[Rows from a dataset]
—————

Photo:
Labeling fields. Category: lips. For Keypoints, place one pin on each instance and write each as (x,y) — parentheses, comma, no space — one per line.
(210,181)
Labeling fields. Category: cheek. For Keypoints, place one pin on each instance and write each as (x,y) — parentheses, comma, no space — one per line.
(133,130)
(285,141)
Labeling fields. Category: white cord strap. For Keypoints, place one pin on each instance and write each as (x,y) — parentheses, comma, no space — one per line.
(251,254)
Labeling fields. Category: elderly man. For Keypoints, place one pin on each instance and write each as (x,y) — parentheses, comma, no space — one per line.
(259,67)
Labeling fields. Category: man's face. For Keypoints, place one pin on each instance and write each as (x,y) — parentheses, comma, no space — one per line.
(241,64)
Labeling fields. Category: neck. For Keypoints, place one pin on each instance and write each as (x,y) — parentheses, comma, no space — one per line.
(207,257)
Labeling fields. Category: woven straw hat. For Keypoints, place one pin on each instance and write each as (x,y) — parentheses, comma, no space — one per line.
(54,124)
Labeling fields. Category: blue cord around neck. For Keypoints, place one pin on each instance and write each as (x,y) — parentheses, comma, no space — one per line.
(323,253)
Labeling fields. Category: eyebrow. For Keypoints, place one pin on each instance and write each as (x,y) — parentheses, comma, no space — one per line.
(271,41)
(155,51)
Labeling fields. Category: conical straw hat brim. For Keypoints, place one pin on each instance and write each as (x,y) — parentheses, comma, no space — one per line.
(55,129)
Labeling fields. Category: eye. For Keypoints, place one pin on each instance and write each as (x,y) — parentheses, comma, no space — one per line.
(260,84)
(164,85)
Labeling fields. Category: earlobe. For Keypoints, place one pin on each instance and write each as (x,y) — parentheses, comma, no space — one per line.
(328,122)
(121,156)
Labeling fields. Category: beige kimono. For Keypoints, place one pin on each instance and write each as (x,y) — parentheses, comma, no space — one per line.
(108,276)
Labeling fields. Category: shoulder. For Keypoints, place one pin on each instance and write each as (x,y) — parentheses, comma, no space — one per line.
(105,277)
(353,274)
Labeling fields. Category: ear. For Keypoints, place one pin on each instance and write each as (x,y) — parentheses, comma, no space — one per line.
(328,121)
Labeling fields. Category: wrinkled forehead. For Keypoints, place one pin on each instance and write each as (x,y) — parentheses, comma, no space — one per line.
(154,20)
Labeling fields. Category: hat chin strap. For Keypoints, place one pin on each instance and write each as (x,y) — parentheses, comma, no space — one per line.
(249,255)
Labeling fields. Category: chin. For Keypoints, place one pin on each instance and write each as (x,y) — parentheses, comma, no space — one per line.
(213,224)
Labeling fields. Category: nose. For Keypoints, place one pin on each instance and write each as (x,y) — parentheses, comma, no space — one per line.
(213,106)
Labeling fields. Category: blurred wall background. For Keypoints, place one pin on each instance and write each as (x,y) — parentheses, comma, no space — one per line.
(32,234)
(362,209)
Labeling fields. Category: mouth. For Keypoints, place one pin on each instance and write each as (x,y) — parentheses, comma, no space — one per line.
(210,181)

—————

TO BE DONE >> Please edit all of the rows above, replacing "Labeling fields" with "Annotation fields" and keeping every other part the same.

SOLUTION FOR THIS PROBLEM >>
Photo:
Annotation fields. Category: lips. For Keypoints, place one pin on each instance and write each as (x,y) — parentheses, comma, no space — one per line.
(210,181)
Annotation fields. Category: cheek. For Keypoints, place one pin on each instance and write each as (x,y) — parentheses, comma, no space — one per line.
(133,130)
(285,141)
Annotation fields. Category: white cord strap. For Keypoints, place one pin on each instance and write each as (x,y) — parentheses, comma, no space — one per line.
(251,254)
Annotation fields. Category: elderly man. For Keypoints, place one pin on each instance and write each as (x,y) — parentheses, comma, no space — one per line.
(259,67)
Annotation fields. Category: man's face. For Keypoints, place one pin on each instance and write each as (x,y) — parentheses, comma, no space — one per line.
(241,64)
Annotation fields. Category: neck. For Keypoints, place one pin on each instance and write each as (x,y) — parentheses, comma, no space — one per line.
(207,257)
Annotation fields. Category: woven straw hat. For Keypoints, place one pin on each instance and write each as (x,y) — parentheses, comma, no space — one per line.
(54,124)
Annotation fields. Category: blue cord around neck. For Keypoints, place one pin on each instance and write each as (x,y) — parentheses, comma, no space — one per line.
(323,253)
Annotation fields. Category: eyebrow. For Keypoints, place one pin on each instance and write each as (x,y) — parentheses, comma, no space — one per line.
(271,41)
(155,51)
Annotation fields. Category: conical straw hat brim. For Keypoints, place one pin on each instance and write each as (x,y) — parentheses, comma, no space — one per line.
(55,129)
Annotation fields. Category: eye. For Keypoints, place one pin on each instance and write each as (x,y) — parentheses, comma, no space — one per line.
(260,84)
(164,85)
Annotation fields. Category: earlobe. For Keypoints, place one pin on each instance and write each as (x,y) — parentheses, comma, no space — one per line.
(328,122)
(121,156)
Annotation fields. Category: beige kimono. For Keypoints, place one pin on each instance and write each as (x,y) — parentheses, comma, no space — one per line.
(108,276)
Annotation fields. Category: shoulder. For Keypoints, place one pin on each instance and write each as (x,y) — parentheses, comma, no space — one per line.
(105,277)
(353,274)
Annotation fields. Category: ear. For Keypoints, place one pin on each instance and write each as (x,y) — parentheses, comma, no space — one per line.
(328,121)
Annotation fields. Category: wrinkled forehead. For Keypoints, place one pin on each instance and write each as (x,y) — parentheses, comma, no space — one per line.
(154,20)
Annotation fields. Category: hat chin strap. For Keypoints, place one pin on each instance and write each as (x,y) — parentheses, comma, no space — one per line.
(249,255)
Annotation fields. Category: chin. For Keypoints, place one pin on each instance and write each as (x,y) — parentheses, comma, no space — one per line.
(213,224)
Annotation fields. Category: nose. For Keypoints, place one pin on each instance and write each as (x,y) — parentheses, comma, no space — one per line.
(213,106)
Annotation fields. Category: blurred wall background. For Keypoints, place one pin on each instance and write each as (x,y) — parentheses, comma, no space — one per line.
(32,234)
(362,209)
Annotation fields. Category: mouth. For Keypoints, place one pin on each instance and write each as (x,y) — parentheses, comma, no space — one per line.
(210,181)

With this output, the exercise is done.